Texte du document:
---------------

14BX01217

Lecture du 3 mars 2016

Vu la procédure suivante :

Procédure contentieuse antérieure :

M. J==P== H== a demandé au tribunal administratif de Bordeaux d’annuler la décision du 18 juillet 2011 par laquelle le préfet de la Dordogne a rejeté son offre relative à l’acquisition du château de Bridoire, ensemble la décision implicite portant rejet de son recours gracieux formé le 2 août 2011.

Par un jugement n° 1104763 du 26 février 2014, le tribunal administratif de Bordeaux a rejeté sa demande.

Procédure devant la cour :

Par une requête et un mémoire, enregistrés les 18 avril 2014 et 14 avril 2015, M. H==, représenté par Me Savoye, demande à la cour :

1°) d’annuler ce jugement du tribunal administratif de Bordeaux du 26 février 2014 ;

2°) d’annuler la décision du 18 juillet 2011 par laquelle le préfet de la Dordogne a rejeté son offre relative à l’acquisition du château de Bridoire, ensemble la décision implicite portant rejet de son recours gracieux formé le 2 août 2011 ;

3°) d’enjoindre au préfet de la Dordogne de saisir le juge judiciaire afin qu’il prononce la nullité de la vente conclue le 13 septembre 2011 et d’organiser, dans un délai de deux mois à compter de l’intervention de la décision du juge judiciaire, un nouvel appel d’offres pour l’acquisition du château de Bridoire ;

4°) de mettre à la charge de l’Etat une somme de 5 000 euros sur le fondement des dispositions de l’article L. 761-1 du code de justice administrative.

---------------

Données fournies:
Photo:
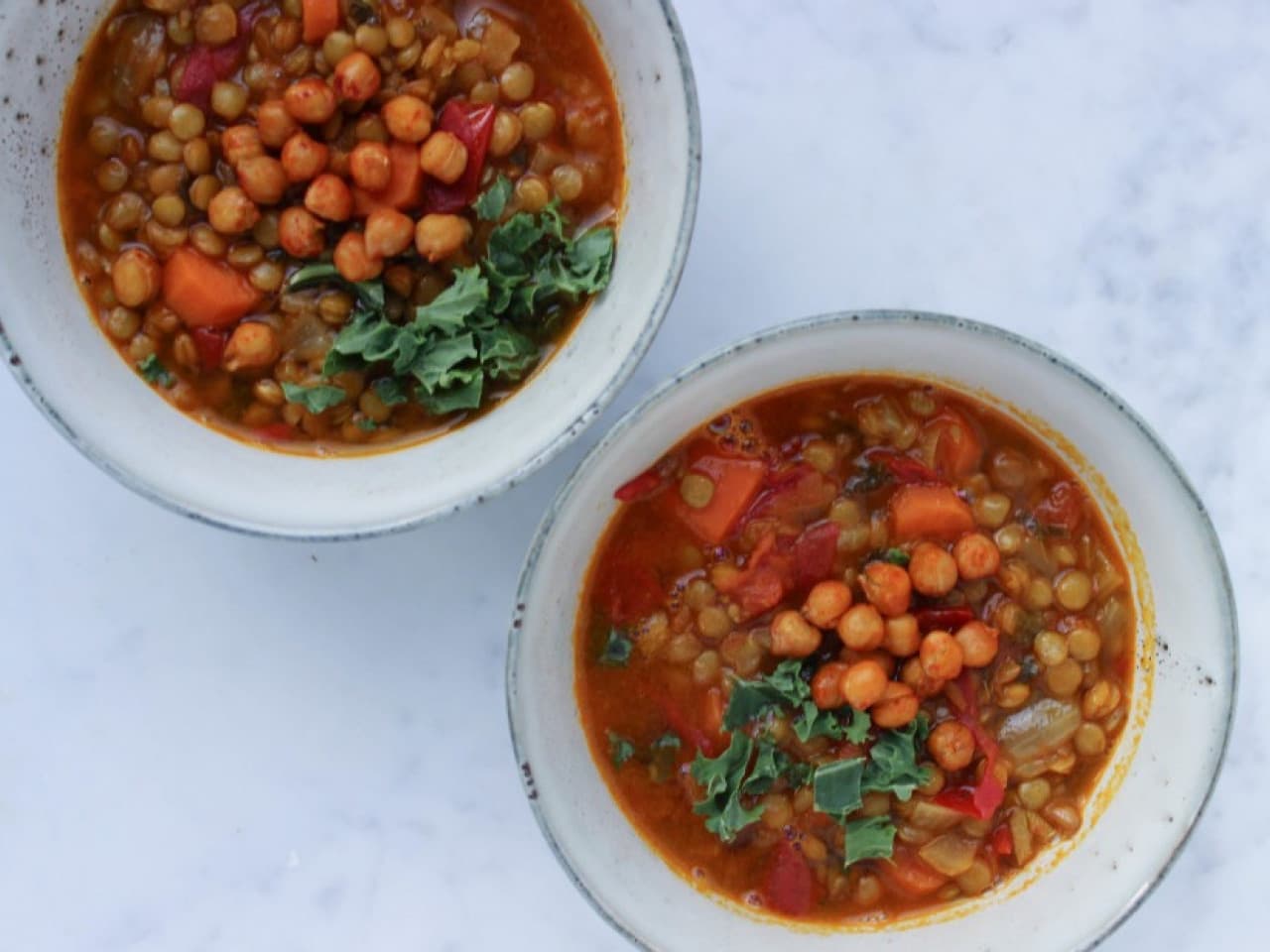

---------------

Consigne donnée: Citez tout le texte du document, mot pour mot. Vous n'avez pas besoin de ces lignes.

La réponse:
14BX01217

Lecture du 3 mars 2016

Vu la procédure suivante :

Procédure contentieuse antérieure :

M. J==P== H== a demandé au tribunal administratif de Bordeaux d’annuler la décision du 18 juillet 2011 par laquelle le préfet de la Dordogne a rejeté son offre relative à l’acquisition du château de Bridoire, ensemble la décision implicite portant rejet de son recours gracieux formé le 2 août 2011.

Par un jugement n° 1104763 du 26 février 2014, le tribunal administratif de Bordeaux a rejeté sa demande.

Procédure devant la cour :

Par une requête et un mémoire, enregistrés les 18 avril 2014 et 14 avril 2015, M. H==, représenté par Me Savoye, demande à la cour :

1°) d’annuler ce jugement du tribunal administratif de Bordeaux du 26 février 2014 ;

2°) d’annuler la décision du 18 juillet 2011 par laquelle le préfet de la Dordogne a rejeté son offre relative à l’acquisition du château de Bridoire, ensemble la décision implicite portant rejet de son recours gracieux formé le 2 août 2011 ;

3°) d’enjoindre au préfet de la Dordogne de saisir le juge judiciaire afin qu’il prononce la nullité de la vente conclue le 13 septembre 2011 et d’organiser, dans un délai de deux mois à compter de l’intervention de la décision du juge judiciaire, un nouvel appel d’offres pour l’acquisition du château de Bridoire ;

4°) de mettre à la charge de l’Etat une somme de 5 000 euros sur le fondement des dispositions de l’article L. 761-1 du code de justice administrative.